**Esercizio proposto**.
Riporti tutte le righe seguenti sotto forma di elenco numerato, omettendo quelle vuote.

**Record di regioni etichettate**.
☆ ☆ ☆ ☆ ☆

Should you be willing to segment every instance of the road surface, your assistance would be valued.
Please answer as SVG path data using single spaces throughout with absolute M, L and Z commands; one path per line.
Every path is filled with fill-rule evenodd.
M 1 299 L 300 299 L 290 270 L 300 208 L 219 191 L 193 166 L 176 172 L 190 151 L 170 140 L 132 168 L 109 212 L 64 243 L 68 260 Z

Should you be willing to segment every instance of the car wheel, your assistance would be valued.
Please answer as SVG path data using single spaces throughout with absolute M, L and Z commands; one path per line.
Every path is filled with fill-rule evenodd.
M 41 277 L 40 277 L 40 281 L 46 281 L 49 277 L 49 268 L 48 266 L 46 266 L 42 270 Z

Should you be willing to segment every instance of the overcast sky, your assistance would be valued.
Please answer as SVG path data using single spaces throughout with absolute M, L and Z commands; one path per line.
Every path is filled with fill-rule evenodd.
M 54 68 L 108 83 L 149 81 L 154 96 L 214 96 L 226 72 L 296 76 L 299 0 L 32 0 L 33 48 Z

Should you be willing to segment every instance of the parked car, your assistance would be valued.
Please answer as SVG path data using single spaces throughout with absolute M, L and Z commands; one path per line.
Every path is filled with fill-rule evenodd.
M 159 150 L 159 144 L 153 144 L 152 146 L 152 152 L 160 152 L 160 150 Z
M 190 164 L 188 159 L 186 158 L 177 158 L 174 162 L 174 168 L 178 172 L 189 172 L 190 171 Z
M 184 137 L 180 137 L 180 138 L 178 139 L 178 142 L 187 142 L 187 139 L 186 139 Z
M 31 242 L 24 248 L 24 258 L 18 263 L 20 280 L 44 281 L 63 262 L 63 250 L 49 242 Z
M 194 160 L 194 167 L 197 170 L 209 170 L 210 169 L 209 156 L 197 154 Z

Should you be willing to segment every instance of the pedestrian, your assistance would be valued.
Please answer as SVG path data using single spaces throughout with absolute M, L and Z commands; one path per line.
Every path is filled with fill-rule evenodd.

☆ ☆ ☆ ☆ ☆

**Esercizio svolto**.
1. Should you be willing to segment every instance of the road surface, your assistance would be valued.
2. Please answer as SVG path data using single spaces throughout with absolute M, L and Z commands; one path per line.
3. Every path is filled with fill-rule evenodd.
4. M 1 299 L 300 299 L 290 270 L 300 208 L 219 191 L 193 166 L 176 172 L 190 151 L 170 140 L 132 168 L 109 212 L 64 243 L 68 260 Z
5. Should you be willing to segment every instance of the car wheel, your assistance would be valued.
6. Please answer as SVG path data using single spaces throughout with absolute M, L and Z commands; one path per line.
7. Every path is filled with fill-rule evenodd.
8. M 41 277 L 40 277 L 40 281 L 46 281 L 49 277 L 49 268 L 48 266 L 46 266 L 42 270 Z
9. Should you be willing to segment every instance of the overcast sky, your assistance would be valued.
10. Please answer as SVG path data using single spaces throughout with absolute M, L and Z commands; one path per line.
11. Every path is filled with fill-rule evenodd.
12. M 54 68 L 108 83 L 149 81 L 154 96 L 214 96 L 226 72 L 296 76 L 299 0 L 32 0 L 33 48 Z
13. Should you be willing to segment every instance of the parked car, your assistance would be valued.
14. Please answer as SVG path data using single spaces throughout with absolute M, L and Z commands; one path per line.
15. Every path is filled with fill-rule evenodd.
16. M 159 150 L 159 144 L 153 144 L 152 146 L 152 152 L 160 152 L 160 150 Z
17. M 190 164 L 188 159 L 186 158 L 177 158 L 174 162 L 174 168 L 178 172 L 189 172 L 190 171 Z
18. M 184 137 L 180 137 L 180 138 L 178 139 L 178 142 L 187 142 L 187 139 L 186 139 Z
19. M 31 242 L 24 248 L 24 258 L 18 263 L 20 280 L 44 281 L 63 262 L 63 250 L 49 242 Z
20. M 194 160 L 194 167 L 197 170 L 209 170 L 210 169 L 209 156 L 197 154 Z
21. Should you be willing to segment every instance of the pedestrian, your assistance would be valued.
22. Please answer as SVG path data using single spaces throughout with absolute M, L and Z commands; one path per line.
23. Every path is filled with fill-rule evenodd.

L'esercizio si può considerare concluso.